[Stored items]
= = =

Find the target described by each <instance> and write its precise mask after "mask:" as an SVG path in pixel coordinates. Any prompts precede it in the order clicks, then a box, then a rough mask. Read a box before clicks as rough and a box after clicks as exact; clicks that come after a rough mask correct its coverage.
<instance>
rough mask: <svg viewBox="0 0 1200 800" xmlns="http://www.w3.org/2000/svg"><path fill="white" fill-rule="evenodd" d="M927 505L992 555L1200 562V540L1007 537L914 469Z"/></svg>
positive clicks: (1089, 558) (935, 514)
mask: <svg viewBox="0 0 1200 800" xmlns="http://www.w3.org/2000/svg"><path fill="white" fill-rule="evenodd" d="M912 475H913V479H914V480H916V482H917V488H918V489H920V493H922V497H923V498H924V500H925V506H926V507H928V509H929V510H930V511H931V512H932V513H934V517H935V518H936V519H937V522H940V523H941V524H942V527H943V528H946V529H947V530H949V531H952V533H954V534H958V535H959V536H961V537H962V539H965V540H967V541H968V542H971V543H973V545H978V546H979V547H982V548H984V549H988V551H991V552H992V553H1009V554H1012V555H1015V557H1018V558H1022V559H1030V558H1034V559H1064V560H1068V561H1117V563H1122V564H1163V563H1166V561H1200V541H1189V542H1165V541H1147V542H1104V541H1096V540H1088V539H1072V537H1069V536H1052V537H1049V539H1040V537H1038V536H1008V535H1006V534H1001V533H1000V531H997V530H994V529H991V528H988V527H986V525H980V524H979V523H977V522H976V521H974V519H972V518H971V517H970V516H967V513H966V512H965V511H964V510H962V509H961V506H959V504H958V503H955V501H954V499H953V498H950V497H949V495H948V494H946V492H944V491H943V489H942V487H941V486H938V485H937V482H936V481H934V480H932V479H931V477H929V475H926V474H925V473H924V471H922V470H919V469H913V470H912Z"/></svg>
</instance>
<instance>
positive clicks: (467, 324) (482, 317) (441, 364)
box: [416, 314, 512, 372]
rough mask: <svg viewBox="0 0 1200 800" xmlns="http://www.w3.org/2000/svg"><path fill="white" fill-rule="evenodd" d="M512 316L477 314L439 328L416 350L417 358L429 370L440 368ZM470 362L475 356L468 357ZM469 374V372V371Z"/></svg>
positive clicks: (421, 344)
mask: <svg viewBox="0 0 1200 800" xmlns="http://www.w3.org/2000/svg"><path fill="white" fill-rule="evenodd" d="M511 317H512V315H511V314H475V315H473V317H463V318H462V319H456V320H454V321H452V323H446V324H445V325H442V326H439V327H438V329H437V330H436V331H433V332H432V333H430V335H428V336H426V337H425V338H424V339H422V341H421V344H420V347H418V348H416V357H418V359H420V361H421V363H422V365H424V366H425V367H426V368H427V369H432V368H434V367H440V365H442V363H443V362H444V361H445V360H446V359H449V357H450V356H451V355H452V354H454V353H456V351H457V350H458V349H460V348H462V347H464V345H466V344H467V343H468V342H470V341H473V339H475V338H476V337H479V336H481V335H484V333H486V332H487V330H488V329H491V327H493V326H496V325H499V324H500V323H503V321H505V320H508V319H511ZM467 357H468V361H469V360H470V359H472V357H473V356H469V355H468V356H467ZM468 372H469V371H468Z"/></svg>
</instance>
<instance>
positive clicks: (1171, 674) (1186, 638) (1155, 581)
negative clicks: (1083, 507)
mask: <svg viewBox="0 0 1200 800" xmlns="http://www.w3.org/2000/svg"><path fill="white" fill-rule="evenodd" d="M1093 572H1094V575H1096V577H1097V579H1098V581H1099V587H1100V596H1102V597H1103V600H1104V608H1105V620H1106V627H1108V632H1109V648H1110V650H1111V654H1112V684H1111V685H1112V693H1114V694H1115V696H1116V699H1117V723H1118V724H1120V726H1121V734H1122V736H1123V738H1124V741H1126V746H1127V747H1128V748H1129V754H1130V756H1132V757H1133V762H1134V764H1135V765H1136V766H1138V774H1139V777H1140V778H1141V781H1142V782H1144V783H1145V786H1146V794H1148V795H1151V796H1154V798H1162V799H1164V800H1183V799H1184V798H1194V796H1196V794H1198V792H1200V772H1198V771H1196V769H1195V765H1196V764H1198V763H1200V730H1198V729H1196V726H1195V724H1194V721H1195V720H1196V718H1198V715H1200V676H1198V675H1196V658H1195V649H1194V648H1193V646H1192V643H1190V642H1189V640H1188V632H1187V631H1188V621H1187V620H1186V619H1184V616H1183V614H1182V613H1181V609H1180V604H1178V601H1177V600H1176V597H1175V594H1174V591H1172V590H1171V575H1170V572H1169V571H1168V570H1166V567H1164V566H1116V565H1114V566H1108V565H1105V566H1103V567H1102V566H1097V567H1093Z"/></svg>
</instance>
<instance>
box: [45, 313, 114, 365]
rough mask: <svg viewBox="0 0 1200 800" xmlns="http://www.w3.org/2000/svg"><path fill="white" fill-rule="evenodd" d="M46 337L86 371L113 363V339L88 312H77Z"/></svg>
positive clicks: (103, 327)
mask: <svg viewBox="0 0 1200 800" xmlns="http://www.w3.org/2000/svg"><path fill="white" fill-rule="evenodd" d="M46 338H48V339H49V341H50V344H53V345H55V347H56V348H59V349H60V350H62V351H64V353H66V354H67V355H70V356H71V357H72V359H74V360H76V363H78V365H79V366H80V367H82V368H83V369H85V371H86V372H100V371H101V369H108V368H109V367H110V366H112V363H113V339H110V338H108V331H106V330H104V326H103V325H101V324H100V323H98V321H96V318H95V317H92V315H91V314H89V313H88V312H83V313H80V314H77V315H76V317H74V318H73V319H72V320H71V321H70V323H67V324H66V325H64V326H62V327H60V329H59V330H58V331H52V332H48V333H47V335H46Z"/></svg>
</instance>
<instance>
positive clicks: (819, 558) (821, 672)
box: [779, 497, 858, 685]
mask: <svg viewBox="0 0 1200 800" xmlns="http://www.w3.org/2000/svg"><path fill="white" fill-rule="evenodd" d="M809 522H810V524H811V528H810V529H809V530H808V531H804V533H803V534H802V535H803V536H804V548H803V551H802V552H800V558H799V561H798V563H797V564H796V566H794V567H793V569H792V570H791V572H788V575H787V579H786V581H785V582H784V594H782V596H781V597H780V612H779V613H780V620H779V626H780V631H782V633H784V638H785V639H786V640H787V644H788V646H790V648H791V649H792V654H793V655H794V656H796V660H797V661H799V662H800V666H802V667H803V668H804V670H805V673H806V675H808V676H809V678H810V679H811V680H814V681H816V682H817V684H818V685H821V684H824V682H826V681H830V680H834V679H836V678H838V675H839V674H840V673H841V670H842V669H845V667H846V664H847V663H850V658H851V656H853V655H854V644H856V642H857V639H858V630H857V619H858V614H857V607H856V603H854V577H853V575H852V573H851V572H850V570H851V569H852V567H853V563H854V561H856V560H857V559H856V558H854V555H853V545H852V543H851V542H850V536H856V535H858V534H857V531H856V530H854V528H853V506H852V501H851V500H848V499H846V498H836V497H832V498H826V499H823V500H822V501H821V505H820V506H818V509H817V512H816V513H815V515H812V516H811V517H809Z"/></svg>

= = =

* **Task**
Starting with the line with "box: [45, 313, 114, 365]" above and going on through the line with "337L86 371L113 363V339L88", transcribe every line exactly, both ends included, and add nothing.

* **Written solution**
box: [45, 313, 114, 365]
rough mask: <svg viewBox="0 0 1200 800" xmlns="http://www.w3.org/2000/svg"><path fill="white" fill-rule="evenodd" d="M46 337L86 371L113 363V339L88 312H77Z"/></svg>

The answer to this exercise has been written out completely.